> _DIRECTIONS FOR THIS TASK_: Could you swap "blonde hair" for "brown hair" in the records below, starting with the line that contains "of the outstretched" and going on through the end of the records? Give back only those lines, with everything else left unchanged.

> _GIVEN ENTRIES_:
++++

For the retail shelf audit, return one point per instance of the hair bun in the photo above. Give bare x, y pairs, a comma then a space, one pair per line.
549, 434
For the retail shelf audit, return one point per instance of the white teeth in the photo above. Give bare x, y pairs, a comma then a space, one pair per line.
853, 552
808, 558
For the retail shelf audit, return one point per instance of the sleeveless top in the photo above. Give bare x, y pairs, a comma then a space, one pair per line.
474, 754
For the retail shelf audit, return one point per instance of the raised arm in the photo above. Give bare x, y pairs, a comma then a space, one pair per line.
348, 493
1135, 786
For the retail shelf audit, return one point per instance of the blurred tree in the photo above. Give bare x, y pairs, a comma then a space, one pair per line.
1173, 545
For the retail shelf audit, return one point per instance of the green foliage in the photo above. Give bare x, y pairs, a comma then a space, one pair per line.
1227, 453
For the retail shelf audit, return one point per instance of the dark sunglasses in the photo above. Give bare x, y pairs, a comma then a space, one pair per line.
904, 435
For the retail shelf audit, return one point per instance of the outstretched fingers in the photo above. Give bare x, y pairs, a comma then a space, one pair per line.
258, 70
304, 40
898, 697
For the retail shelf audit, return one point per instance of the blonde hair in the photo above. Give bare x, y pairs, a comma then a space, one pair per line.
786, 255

++++

> _COMPLETED TASK_:
For the retail shelf audit, return one point per instance of the outstretched fingers in the photo above. Give bare x, y pairs, a comma then a space, one pair per line.
258, 70
304, 40
898, 697
For the retail shelf audit, return one point per instance of the brown hair in the photo above. Give bare x, y pairs, a comma then a space, one pair per line.
786, 255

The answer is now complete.